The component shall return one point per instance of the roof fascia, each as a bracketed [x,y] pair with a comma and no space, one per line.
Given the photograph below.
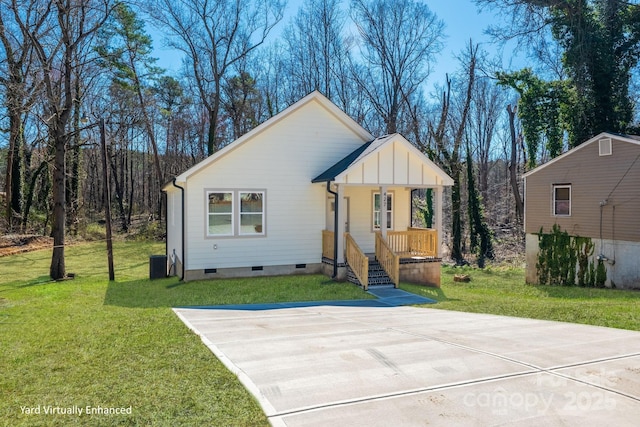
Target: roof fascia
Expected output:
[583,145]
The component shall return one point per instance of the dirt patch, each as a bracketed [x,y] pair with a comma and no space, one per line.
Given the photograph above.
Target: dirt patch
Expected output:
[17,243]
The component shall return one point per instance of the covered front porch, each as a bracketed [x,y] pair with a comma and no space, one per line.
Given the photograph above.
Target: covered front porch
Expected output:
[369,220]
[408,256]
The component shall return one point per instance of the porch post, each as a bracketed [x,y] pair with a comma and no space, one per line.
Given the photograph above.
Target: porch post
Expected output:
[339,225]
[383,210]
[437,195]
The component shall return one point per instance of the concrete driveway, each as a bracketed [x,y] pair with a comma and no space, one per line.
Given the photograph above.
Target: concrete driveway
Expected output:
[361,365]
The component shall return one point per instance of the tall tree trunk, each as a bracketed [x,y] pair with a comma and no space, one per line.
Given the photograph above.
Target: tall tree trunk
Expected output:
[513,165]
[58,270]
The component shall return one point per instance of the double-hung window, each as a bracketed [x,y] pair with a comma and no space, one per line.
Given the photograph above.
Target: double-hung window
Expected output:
--
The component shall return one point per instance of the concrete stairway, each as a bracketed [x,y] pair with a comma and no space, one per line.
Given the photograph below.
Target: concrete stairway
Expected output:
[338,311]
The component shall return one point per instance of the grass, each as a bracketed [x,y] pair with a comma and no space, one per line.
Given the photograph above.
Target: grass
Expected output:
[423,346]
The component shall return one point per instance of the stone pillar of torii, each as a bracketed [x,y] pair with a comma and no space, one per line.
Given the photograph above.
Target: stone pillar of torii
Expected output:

WORK TO BE COMPLETED -
Which lines in the records above contain the string "comma"? Copy them.

TASK ANSWER -
The component shall return one point per instance of the roof fascia, each as a bracketed [x,y] pair with a comma and no space, one per line.
The component shall return one point per instance of the dirt patch, each as a bracketed [x,y] pair with a comma and no space, one per line.
The component shall return one point per instance of the covered front porch, each as a bracketed [x,y] pair with a comma and no space, one per line.
The component shall return one point per instance of the porch post, each as a bracketed [x,y] pair with a comma and no space, one per line.
The component shall return one point per instance of the concrete driveway, each as a bracketed [x,y] pair with a comma and no space, one per line.
The component shall return one point per instance of the tall tree trunk, each as a bracketed [x,y] pair with a comma and no space, one per line.
The component shall return one point per instance of the double-hung window, each as a bracketed [x,y] pair with a comma and no space, one per line.
The component shall return one point per instance of the concrete stairway, each as a bracketed [x,y] pair with a comma and no space, one per line.
The component shall return one point per instance of the grass, each as a bracketed [x,y] pair with a comma and no space, one per line.
The component shall return one point per instance of the stone pillar of torii, each as a bracketed [x,y] pair with a comma and no space, one per line.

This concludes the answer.